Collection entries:
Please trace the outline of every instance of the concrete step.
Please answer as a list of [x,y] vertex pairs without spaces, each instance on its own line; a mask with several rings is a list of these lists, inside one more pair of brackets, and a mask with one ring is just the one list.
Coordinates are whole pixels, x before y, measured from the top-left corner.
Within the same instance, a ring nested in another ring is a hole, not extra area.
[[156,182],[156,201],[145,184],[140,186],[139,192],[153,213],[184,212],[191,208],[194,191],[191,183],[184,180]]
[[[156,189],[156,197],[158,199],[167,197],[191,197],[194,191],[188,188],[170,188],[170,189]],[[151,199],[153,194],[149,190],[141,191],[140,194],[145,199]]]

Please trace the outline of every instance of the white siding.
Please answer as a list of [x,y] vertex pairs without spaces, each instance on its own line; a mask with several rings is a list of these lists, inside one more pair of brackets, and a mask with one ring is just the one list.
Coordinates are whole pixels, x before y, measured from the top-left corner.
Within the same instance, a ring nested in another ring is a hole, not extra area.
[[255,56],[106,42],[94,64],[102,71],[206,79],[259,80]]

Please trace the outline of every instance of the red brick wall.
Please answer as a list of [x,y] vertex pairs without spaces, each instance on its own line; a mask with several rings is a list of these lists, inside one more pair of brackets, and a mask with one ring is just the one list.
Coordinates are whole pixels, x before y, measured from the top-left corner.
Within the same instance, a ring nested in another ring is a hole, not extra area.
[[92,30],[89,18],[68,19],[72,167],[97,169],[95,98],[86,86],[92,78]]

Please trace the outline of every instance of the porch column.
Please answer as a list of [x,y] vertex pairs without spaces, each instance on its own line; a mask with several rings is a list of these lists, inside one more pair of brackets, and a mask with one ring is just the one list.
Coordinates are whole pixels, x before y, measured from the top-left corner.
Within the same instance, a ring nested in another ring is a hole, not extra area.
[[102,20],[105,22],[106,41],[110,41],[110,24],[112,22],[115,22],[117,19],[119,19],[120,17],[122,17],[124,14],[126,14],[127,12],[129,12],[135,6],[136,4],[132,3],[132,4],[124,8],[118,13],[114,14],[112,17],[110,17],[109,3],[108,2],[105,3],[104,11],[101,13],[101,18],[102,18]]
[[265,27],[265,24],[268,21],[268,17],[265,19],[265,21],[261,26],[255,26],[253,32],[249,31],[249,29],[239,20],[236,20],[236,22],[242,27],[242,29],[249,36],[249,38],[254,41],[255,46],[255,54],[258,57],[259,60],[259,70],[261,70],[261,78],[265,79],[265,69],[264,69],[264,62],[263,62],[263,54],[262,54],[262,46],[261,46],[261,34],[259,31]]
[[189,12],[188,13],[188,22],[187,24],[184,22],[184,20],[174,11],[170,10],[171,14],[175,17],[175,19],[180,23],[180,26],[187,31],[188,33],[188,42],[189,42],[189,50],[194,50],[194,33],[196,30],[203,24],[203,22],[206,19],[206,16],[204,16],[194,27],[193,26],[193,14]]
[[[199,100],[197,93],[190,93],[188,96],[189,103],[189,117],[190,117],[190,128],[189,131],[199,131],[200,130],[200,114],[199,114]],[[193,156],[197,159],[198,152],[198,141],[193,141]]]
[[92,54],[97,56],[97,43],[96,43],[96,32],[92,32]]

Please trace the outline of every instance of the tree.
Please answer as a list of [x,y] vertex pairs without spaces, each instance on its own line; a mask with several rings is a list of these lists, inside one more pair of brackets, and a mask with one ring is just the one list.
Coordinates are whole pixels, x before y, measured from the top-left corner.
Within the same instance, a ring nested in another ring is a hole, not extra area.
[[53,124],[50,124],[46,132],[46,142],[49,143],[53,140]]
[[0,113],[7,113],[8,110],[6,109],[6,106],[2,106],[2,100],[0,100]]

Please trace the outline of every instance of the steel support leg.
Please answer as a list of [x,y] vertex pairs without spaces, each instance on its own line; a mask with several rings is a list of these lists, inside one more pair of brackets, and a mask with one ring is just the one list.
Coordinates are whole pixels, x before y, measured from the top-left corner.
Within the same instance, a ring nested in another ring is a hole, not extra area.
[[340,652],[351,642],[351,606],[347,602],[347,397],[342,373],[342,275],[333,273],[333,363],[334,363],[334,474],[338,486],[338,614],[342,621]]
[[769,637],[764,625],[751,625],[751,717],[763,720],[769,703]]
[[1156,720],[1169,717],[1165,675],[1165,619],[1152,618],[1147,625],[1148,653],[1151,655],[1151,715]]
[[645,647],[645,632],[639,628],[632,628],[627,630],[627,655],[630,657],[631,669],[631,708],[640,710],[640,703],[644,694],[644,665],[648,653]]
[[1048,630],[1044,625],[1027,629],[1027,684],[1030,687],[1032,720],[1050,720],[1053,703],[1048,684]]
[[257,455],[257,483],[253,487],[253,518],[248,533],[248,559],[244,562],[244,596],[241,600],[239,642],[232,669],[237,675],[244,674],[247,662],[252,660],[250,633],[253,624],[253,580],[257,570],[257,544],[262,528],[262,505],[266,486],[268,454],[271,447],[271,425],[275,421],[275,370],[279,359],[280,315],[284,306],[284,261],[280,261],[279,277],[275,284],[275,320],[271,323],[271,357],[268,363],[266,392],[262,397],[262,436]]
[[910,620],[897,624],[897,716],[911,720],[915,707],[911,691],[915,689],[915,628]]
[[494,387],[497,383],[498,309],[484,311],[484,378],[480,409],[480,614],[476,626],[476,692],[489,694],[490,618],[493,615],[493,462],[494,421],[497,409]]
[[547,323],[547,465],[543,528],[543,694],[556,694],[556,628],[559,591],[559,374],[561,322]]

Directions: List each line in the items above that contains the word "trace".

Solution for this problem:
Please trace the outline of every instance of the concrete step.
Please trace the outline of every instance of the white siding.
Please trace the outline of every instance of the red brick wall.
Please trace the outline of every instance of the porch column.
Please trace the outline of every instance of the tree.
Please trace the outline of every instance of the steel support leg.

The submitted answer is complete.